SET PROBLEM: Give the part of the material that opens with the line containing "# test: point to the black iron" and closes with the line containing "[[430, 296]]" as a numbered list, one line per item, with blank lines left out.

··· TASK INPUT

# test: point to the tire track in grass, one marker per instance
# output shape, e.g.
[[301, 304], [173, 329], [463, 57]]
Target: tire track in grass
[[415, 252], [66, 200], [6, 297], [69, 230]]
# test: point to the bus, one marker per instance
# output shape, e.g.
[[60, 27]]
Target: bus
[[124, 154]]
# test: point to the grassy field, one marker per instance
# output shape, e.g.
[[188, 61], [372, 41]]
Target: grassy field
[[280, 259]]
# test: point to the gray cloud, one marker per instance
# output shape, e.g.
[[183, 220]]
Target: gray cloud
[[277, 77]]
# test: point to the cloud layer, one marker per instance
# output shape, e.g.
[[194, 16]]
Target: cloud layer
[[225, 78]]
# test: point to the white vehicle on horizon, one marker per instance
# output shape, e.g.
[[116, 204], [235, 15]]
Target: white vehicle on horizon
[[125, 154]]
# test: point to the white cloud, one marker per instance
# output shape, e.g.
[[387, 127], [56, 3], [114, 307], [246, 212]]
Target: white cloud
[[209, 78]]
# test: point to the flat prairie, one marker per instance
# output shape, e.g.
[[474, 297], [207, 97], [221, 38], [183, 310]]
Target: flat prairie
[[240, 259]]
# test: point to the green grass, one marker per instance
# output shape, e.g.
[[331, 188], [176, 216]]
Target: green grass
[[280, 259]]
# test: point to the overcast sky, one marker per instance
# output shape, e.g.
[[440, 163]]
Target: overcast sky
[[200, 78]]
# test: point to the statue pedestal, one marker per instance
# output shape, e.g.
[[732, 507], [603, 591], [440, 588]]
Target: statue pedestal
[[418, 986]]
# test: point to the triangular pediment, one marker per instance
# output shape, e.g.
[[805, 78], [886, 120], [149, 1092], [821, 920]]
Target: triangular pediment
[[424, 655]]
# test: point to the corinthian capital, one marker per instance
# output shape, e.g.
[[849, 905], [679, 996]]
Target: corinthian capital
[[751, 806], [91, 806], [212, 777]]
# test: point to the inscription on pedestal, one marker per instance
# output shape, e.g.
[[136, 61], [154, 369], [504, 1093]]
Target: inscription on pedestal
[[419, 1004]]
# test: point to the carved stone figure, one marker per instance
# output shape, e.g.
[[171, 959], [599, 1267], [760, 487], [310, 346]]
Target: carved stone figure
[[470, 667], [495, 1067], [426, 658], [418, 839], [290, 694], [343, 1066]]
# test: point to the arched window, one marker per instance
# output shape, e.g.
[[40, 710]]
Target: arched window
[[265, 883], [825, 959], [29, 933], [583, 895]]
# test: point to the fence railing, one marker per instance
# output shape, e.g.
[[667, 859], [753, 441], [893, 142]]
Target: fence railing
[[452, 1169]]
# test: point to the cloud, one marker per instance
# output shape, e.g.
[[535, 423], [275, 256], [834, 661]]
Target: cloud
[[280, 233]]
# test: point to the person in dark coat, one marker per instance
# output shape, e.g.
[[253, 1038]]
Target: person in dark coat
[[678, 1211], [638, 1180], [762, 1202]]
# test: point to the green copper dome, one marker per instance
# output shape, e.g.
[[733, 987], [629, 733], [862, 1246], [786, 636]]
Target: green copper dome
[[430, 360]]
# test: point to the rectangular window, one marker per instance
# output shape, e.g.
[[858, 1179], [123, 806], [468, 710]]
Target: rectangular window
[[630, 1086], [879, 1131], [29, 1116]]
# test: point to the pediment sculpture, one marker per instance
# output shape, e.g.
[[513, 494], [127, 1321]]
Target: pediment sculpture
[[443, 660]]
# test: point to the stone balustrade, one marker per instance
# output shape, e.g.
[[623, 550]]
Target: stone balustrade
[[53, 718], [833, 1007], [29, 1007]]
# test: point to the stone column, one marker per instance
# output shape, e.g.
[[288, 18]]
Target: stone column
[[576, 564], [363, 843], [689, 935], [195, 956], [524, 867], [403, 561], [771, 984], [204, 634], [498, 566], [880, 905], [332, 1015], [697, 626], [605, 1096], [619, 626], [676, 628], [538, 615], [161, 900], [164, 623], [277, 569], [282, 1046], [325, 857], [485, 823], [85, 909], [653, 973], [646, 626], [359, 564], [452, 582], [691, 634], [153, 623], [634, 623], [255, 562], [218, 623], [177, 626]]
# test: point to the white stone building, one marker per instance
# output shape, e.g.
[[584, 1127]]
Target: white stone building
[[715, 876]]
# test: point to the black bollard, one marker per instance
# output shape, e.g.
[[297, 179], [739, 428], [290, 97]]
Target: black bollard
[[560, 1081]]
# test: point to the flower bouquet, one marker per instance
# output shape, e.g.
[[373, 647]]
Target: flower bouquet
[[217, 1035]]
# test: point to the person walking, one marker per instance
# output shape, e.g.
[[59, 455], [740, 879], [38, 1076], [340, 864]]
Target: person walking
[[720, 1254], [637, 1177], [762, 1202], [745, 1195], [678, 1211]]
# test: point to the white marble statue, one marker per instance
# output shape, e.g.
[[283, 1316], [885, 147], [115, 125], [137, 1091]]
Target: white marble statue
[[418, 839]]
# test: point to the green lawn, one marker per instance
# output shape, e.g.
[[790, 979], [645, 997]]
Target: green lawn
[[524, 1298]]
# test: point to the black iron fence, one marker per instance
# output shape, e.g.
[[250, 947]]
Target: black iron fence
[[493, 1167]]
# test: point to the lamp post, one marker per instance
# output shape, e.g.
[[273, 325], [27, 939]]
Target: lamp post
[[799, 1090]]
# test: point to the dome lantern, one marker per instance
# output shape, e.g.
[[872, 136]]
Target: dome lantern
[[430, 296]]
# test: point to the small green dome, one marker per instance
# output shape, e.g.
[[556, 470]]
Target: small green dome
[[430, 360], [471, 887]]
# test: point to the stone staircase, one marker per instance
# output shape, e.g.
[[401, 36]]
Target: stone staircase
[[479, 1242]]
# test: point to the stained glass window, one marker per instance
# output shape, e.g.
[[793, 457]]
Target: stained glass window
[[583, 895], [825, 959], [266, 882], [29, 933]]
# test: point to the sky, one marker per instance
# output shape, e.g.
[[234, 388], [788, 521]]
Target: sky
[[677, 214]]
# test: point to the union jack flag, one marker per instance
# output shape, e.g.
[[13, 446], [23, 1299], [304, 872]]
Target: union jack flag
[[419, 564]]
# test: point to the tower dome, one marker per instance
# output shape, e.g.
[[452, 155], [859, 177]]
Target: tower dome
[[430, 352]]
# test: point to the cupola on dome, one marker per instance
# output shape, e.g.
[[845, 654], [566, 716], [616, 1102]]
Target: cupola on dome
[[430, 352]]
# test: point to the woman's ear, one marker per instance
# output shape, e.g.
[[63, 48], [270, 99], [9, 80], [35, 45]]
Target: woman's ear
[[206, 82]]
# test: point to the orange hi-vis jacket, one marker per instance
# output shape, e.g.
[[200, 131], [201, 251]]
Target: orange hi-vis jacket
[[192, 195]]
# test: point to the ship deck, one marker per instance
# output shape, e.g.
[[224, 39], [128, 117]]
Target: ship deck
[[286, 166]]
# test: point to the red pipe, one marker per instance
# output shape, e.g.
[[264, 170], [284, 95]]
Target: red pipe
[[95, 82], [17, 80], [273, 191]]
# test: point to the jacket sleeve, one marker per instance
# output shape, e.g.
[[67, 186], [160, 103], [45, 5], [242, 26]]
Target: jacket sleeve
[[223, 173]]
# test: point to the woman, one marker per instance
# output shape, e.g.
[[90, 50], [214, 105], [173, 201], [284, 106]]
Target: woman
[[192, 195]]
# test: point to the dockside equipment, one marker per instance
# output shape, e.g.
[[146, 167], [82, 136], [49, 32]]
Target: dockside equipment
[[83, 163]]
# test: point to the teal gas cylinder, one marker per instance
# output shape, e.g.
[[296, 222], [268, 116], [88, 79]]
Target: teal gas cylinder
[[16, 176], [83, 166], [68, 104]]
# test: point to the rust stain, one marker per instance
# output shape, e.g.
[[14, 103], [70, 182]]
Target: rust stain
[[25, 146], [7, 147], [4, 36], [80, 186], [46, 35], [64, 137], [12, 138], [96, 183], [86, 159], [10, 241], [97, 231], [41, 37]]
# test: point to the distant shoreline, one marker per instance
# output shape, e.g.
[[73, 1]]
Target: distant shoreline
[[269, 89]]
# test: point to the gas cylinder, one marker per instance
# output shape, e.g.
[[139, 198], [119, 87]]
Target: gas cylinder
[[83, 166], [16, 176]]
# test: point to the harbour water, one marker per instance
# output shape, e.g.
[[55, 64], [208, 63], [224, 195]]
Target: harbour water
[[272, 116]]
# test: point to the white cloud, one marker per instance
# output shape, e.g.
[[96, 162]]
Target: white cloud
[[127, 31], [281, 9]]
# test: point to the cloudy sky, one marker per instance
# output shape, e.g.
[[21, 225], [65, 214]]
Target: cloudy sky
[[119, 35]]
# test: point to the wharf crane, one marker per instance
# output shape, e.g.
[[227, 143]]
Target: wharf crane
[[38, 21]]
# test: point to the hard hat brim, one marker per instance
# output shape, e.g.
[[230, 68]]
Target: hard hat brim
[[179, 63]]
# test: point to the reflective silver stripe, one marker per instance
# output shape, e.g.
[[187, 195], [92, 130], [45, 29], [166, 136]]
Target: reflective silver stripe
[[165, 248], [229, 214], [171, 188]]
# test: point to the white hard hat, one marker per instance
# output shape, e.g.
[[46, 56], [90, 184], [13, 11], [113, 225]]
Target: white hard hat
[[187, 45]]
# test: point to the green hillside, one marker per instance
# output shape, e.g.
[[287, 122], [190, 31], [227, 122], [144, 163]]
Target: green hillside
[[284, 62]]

······

EXERCISE SOLUTION:
1. # test: point to the black iron fence, one marker per instance
2. # output shape, e.g.
3. [[250, 947]]
4. Target: black iron fence
5. [[493, 1167]]
6. # test: point to the lamp post, one marker per instance
7. # output shape, e.g.
8. [[273, 325], [27, 939]]
9. Target: lamp post
10. [[799, 1090]]
11. # test: point to the dome lantern, one marker per instance
12. # output shape, e.g.
13. [[872, 136]]
14. Target: dome lantern
15. [[430, 296]]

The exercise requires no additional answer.